- Excerpted passage
"""

The inevitable time we feared and avoided has arrived. After the pomp and circumstance, the family photos, the group hugs and celebratory dinners and parties. One final night of community; one day full of love, relief, celebration, togetherness. We hoped it would last forever, but as with all our favorite moments, it was over too soon.

We drove home, kissed family and loved ones goodbye, took off the cap and gown, and prepared for a new day — our first as college graduates.

Now, I sit on my bed at 1 a.m., tearfully scrolling through photos and snapshots of the happiest moments of my life. I wonder whether I can do this whole adulting thing without my friends. I miss their smiles, their laughs, their warm embraces and comforting hands on my shoulder. I miss sharing stories, deeply discussing the world's problems, daydreaming about travel adventures and catching up on the week's plans over overpriced coffee.

I wonder if they feel the same — alone, lost in thought, unsure of what's next. Do you feel the same?

College graduates, I write to you in this period of darkness and dismal isolation as a fellow 20-something struggling to forge her own path after four years of protected guidance. I write to you as a friend. However, I write also as a scared young girl who is just trying to paint on a face of confidence every day. I am here to tell you that you are not alone; I remind you that it is OK to not be OK, especially through this kind of existential crisis.

"""

- Record list
"""

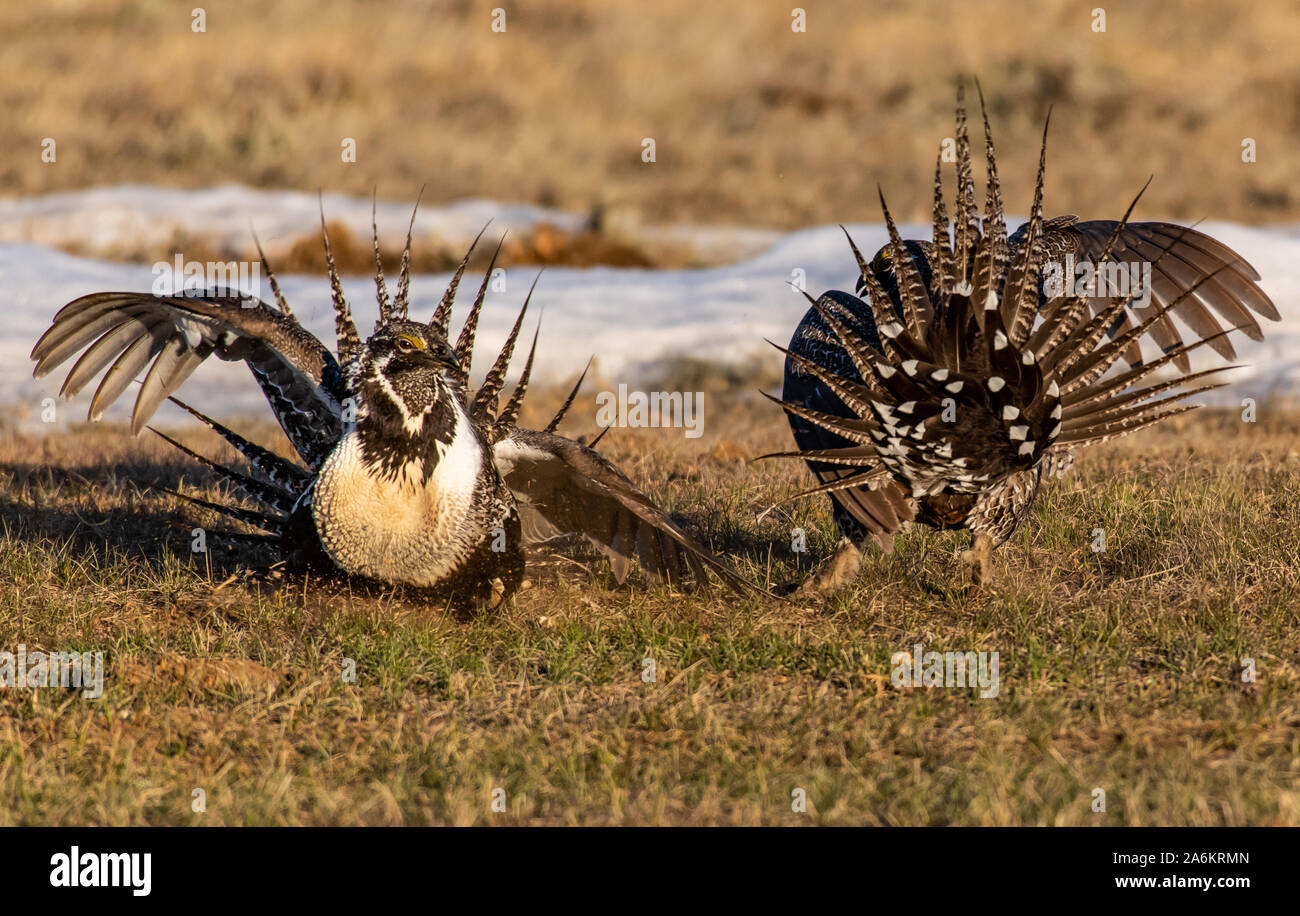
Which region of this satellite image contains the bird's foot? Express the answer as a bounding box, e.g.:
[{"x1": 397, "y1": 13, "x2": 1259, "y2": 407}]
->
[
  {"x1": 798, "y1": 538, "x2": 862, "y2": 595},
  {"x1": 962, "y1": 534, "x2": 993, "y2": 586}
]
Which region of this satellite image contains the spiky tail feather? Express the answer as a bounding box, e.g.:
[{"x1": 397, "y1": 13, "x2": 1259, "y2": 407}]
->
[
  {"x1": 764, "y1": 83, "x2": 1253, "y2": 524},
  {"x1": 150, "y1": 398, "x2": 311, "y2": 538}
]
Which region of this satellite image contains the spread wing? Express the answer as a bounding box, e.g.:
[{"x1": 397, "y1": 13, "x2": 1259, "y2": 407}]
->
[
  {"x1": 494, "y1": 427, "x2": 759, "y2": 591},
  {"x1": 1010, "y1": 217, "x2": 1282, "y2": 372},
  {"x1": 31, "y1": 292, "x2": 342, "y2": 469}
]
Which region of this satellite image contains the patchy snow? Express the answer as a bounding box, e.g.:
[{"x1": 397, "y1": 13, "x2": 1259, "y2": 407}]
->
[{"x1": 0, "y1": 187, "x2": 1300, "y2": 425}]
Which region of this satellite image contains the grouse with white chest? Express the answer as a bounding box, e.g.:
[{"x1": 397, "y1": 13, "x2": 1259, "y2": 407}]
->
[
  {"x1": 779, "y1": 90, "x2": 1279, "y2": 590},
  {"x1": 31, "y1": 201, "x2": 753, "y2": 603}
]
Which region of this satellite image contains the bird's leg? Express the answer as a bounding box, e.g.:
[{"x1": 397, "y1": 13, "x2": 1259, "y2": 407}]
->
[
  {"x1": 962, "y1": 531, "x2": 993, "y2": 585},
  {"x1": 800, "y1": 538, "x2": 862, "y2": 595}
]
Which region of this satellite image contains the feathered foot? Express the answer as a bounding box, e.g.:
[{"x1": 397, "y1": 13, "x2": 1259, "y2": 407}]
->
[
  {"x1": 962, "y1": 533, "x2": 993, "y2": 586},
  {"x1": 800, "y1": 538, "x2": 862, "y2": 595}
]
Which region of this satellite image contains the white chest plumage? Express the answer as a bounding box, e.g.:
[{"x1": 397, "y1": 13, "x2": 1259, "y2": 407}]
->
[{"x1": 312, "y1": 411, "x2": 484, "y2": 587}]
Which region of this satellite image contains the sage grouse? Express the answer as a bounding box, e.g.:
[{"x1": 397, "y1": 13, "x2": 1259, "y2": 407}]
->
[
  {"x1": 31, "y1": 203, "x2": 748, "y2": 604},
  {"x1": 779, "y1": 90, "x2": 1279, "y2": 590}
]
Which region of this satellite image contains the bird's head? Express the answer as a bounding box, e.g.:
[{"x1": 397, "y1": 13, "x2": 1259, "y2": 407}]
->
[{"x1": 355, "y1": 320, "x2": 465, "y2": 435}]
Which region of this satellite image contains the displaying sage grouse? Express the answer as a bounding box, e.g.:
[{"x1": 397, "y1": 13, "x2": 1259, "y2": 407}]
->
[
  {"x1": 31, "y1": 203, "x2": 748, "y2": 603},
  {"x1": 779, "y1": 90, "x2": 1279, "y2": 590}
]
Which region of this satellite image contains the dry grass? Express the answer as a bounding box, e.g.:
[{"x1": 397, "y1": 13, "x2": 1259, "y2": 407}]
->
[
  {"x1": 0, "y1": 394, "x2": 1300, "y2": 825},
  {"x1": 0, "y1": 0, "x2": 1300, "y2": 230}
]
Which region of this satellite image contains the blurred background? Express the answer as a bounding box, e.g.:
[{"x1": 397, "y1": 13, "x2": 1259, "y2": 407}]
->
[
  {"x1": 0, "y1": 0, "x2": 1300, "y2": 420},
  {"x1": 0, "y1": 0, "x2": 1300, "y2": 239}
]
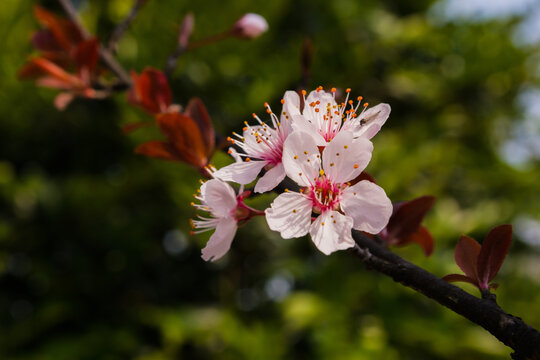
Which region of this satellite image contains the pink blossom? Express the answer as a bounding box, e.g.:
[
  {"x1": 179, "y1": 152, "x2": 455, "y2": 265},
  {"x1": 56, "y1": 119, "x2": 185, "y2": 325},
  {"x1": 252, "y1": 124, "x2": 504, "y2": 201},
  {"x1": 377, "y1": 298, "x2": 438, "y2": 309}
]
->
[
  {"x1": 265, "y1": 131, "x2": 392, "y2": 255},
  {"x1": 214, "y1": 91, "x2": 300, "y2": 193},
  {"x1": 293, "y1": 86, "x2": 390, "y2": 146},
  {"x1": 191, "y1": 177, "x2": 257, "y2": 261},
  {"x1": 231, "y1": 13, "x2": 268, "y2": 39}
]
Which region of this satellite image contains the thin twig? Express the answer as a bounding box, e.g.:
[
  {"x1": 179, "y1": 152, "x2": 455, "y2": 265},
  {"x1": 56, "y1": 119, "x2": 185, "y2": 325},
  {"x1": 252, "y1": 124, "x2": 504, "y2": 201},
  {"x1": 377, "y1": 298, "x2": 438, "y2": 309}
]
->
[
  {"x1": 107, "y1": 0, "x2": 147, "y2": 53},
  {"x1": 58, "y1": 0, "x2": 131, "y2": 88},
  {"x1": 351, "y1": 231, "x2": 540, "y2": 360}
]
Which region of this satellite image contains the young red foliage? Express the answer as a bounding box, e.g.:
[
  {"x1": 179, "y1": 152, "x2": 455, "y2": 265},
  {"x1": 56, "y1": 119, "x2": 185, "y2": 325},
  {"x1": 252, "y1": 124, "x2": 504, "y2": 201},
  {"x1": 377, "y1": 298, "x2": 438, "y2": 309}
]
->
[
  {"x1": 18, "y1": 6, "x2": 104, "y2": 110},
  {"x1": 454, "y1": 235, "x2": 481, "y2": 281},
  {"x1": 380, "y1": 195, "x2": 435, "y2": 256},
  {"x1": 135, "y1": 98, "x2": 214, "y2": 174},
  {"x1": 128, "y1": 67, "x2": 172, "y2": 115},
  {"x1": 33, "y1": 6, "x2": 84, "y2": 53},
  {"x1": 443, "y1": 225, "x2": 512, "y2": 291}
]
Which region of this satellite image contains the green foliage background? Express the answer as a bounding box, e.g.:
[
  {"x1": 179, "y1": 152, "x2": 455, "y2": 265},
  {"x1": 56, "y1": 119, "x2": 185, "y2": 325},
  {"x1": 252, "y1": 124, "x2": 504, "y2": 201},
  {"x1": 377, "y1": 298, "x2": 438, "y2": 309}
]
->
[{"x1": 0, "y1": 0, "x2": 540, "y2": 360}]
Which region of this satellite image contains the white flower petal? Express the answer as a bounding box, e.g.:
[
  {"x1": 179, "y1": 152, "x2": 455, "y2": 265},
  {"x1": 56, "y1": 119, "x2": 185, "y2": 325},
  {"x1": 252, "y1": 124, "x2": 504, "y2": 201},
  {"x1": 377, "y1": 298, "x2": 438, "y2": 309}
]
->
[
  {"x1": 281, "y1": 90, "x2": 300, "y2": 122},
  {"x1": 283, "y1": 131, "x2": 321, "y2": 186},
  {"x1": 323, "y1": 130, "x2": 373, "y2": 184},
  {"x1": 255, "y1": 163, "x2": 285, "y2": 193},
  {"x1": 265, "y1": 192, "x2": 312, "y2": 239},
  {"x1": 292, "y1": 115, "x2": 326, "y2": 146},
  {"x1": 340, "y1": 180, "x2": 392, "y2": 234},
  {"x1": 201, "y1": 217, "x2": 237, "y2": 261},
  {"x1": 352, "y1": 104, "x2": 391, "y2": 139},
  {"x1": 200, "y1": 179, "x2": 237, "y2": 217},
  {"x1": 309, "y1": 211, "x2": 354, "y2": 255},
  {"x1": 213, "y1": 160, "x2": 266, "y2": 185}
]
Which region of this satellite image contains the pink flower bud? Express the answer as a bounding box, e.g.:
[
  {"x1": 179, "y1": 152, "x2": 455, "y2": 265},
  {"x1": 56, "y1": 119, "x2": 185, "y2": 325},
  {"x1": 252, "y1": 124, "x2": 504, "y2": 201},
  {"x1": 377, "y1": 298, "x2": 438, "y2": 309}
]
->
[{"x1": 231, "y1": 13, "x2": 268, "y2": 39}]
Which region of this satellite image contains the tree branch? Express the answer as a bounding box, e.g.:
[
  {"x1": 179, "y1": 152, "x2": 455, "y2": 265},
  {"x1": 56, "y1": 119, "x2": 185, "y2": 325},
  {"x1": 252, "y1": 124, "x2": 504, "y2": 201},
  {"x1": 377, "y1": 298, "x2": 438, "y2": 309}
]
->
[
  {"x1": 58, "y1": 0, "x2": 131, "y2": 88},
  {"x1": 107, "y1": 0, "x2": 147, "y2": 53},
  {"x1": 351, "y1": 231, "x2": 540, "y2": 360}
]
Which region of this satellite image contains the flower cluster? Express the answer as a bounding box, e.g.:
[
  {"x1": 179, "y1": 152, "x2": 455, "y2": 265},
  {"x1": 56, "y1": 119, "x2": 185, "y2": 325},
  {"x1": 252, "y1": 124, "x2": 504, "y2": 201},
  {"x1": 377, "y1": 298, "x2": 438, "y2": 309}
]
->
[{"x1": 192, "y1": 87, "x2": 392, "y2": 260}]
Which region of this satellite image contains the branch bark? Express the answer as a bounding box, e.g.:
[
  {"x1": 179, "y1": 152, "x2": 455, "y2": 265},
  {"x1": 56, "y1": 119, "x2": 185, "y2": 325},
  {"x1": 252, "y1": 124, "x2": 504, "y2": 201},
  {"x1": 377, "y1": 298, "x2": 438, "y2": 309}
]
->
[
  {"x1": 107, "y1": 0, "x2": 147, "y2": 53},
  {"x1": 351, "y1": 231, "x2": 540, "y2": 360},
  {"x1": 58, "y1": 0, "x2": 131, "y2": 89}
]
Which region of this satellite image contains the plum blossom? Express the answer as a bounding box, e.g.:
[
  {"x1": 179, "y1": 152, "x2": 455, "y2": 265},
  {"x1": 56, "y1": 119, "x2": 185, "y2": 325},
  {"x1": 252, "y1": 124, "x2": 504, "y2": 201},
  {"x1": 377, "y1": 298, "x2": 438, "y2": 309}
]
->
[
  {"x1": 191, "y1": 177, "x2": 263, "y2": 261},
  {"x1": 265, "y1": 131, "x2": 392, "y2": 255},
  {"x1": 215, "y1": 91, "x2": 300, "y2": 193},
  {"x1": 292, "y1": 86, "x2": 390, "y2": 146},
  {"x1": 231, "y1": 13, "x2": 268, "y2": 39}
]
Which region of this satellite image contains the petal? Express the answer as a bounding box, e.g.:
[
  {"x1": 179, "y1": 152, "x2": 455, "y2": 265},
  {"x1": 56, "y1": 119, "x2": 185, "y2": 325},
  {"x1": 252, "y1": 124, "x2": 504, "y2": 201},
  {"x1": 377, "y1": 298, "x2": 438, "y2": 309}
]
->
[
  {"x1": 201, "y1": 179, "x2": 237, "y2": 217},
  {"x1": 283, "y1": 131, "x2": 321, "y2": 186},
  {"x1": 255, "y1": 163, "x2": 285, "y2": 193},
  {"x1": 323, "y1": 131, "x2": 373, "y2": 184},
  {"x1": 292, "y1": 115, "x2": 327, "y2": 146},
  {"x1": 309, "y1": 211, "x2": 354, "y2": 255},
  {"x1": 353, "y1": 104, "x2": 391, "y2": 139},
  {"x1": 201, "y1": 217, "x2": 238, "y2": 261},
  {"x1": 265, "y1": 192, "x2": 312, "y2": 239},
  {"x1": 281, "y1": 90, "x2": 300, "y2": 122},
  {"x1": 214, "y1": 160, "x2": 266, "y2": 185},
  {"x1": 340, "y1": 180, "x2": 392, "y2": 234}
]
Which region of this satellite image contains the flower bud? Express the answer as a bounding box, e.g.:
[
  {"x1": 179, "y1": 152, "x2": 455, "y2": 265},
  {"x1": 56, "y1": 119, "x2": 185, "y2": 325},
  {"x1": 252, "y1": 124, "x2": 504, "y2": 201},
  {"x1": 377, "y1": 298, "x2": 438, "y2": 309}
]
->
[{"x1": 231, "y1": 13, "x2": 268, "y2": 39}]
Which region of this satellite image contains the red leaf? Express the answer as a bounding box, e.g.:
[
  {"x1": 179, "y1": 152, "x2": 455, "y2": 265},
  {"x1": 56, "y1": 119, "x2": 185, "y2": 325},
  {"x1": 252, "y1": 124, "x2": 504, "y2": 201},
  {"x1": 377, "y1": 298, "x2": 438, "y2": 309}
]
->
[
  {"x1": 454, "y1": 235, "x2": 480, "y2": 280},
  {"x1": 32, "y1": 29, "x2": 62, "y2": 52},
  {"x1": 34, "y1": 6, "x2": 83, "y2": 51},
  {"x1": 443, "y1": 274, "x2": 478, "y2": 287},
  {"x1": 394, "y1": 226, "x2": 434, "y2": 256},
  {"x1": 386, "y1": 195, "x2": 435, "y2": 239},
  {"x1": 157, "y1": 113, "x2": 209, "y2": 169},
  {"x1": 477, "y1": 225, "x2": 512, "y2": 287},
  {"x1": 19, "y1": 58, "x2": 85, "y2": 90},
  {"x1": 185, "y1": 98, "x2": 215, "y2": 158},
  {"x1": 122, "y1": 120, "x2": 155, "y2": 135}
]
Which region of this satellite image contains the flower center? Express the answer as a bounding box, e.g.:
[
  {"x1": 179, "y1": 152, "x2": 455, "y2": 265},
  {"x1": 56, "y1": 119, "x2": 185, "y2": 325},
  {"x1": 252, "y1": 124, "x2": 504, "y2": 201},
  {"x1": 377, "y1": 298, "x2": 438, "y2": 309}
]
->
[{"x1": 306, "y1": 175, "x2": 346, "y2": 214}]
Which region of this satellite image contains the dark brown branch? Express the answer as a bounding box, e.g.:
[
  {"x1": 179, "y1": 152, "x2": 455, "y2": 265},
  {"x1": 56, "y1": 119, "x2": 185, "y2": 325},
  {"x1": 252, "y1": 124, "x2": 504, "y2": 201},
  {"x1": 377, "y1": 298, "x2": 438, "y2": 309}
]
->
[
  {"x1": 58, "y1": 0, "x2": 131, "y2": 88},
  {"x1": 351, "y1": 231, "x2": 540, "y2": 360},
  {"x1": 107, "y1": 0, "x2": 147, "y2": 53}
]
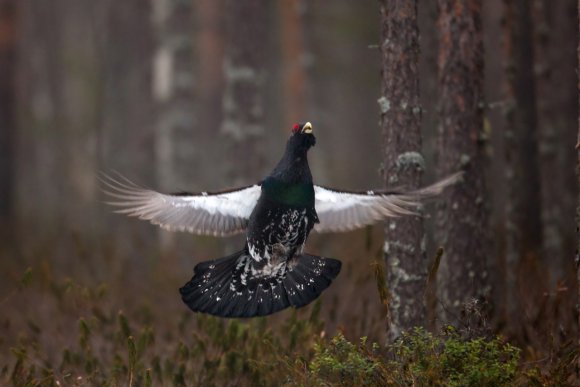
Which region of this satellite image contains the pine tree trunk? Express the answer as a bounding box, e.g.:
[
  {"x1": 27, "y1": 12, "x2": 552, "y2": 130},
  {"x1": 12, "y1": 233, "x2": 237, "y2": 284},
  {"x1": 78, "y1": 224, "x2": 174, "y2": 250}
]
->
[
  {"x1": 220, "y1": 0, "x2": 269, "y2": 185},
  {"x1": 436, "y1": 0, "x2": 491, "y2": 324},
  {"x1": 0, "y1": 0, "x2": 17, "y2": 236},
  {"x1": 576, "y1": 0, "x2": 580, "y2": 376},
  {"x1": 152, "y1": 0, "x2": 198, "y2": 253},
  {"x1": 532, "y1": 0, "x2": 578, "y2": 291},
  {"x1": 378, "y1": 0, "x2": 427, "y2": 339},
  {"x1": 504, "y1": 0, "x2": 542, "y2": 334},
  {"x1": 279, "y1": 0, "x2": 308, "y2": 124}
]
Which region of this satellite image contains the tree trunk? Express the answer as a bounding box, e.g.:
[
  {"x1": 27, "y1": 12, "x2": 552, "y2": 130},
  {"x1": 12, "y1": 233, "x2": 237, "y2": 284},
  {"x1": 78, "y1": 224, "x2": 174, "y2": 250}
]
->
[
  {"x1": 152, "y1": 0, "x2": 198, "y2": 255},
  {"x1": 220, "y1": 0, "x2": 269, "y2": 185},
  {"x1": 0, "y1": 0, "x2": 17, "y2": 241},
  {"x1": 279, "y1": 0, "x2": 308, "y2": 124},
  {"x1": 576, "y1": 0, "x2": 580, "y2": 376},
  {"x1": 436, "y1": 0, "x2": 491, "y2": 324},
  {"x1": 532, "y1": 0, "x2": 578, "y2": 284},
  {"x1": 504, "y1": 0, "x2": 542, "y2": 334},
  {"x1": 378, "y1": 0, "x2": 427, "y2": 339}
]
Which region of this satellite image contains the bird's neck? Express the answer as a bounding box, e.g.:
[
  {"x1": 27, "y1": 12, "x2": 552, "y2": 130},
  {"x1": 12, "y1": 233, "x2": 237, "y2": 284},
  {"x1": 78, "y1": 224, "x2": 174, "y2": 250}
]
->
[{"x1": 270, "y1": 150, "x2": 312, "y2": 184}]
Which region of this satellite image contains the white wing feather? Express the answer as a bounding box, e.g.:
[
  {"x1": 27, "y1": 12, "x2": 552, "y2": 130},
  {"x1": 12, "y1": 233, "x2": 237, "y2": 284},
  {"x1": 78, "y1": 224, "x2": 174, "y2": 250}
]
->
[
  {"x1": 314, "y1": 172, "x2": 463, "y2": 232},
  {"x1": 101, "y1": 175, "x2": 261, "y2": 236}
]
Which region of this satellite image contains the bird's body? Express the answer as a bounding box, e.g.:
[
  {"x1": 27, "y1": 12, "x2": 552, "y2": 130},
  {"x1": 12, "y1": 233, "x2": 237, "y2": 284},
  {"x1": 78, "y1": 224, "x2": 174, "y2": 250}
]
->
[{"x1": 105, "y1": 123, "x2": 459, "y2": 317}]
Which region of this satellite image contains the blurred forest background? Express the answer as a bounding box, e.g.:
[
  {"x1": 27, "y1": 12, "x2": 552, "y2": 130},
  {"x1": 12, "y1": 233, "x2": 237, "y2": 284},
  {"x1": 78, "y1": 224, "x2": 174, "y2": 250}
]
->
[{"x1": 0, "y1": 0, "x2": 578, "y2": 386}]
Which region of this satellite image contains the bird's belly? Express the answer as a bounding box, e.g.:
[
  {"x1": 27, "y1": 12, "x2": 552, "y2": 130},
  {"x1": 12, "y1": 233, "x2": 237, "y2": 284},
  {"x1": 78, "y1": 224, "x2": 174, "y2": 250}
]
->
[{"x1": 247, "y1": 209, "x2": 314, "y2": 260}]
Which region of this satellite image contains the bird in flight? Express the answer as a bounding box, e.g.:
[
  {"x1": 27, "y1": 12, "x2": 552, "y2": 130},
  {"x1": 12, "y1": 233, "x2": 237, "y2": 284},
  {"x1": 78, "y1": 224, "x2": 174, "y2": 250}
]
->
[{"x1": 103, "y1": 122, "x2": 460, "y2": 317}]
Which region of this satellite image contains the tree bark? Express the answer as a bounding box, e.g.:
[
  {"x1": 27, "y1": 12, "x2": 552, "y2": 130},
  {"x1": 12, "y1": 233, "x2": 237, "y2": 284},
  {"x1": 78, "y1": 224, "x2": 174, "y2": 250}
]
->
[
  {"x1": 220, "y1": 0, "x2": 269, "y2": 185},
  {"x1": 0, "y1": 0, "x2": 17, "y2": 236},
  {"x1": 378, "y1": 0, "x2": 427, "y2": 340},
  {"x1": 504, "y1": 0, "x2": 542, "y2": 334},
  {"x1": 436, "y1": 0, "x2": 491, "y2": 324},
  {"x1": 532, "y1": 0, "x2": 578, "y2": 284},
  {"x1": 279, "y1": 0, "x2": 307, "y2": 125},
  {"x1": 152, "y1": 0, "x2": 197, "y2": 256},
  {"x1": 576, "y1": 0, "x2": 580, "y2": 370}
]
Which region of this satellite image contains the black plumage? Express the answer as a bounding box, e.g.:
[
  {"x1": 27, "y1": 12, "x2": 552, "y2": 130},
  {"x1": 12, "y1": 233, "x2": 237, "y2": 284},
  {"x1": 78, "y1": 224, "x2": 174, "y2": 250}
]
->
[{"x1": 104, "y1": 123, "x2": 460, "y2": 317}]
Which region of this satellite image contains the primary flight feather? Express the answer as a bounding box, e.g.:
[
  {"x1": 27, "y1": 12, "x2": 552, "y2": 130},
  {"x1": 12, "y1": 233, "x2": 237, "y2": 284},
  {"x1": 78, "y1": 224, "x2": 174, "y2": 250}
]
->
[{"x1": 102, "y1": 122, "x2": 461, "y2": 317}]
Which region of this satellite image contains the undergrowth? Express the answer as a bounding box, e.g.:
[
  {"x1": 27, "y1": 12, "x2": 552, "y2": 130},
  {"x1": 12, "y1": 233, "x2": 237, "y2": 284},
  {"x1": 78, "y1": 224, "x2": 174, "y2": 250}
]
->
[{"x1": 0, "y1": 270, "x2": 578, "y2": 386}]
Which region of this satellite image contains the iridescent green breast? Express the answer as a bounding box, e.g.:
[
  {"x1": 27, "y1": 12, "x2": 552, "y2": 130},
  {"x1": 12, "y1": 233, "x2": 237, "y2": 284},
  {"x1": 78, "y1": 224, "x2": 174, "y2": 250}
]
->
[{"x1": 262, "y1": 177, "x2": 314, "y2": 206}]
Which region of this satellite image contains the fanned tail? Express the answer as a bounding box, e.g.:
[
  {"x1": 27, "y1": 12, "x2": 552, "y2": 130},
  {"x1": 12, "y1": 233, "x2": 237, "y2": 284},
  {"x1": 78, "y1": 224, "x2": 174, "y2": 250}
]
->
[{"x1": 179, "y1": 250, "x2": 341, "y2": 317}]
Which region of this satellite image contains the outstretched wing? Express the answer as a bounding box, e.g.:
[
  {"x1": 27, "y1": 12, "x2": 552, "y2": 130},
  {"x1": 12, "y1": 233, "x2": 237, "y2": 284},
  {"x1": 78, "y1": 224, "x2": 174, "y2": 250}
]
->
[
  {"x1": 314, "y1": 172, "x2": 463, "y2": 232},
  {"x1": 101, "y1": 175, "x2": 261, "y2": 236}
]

"""

- To be done
Copy the essay about the first days after college graduation in full, word for word. The entries were drawn from a different source than the essay.

- Worked answer
The inevitable time we feared and avoided has arrived. After the pomp and circumstance, the family photos, the group hugs and celebratory dinners and parties. One final night of community; one day full of love, relief, celebration, togetherness. We hoped it would last forever, but as with all our favorite moments, it was over too soon.

We drove home, kissed family and loved ones goodbye, took off the cap and gown, and prepared for a new day — our first as college graduates.

Now, I sit on my bed at 1 a.m., tearfully scrolling through photos and snapshots of the happiest moments of my life. I wonder whether I can do this whole adulting thing without my friends. I miss their smiles, their laughs, their warm embraces and comforting hands on my shoulder. I miss sharing stories, deeply discussing the world's problems, daydreaming about travel adventures and catching up on the week's plans over overpriced coffee.

I wonder if they feel the same — alone, lost in thought, unsure of what's next. Do you feel the same?

College graduates, I write to you in this period of darkness and dismal isolation as a fellow 20-something struggling to forge her own path after four years of protected guidance. I write to you as a friend. However, I write also as a scared young girl who is just trying to paint on a face of confidence every day. I am here to tell you that you are not alone; I remind you that it is OK to not be OK, especially through this kind of existential crisis.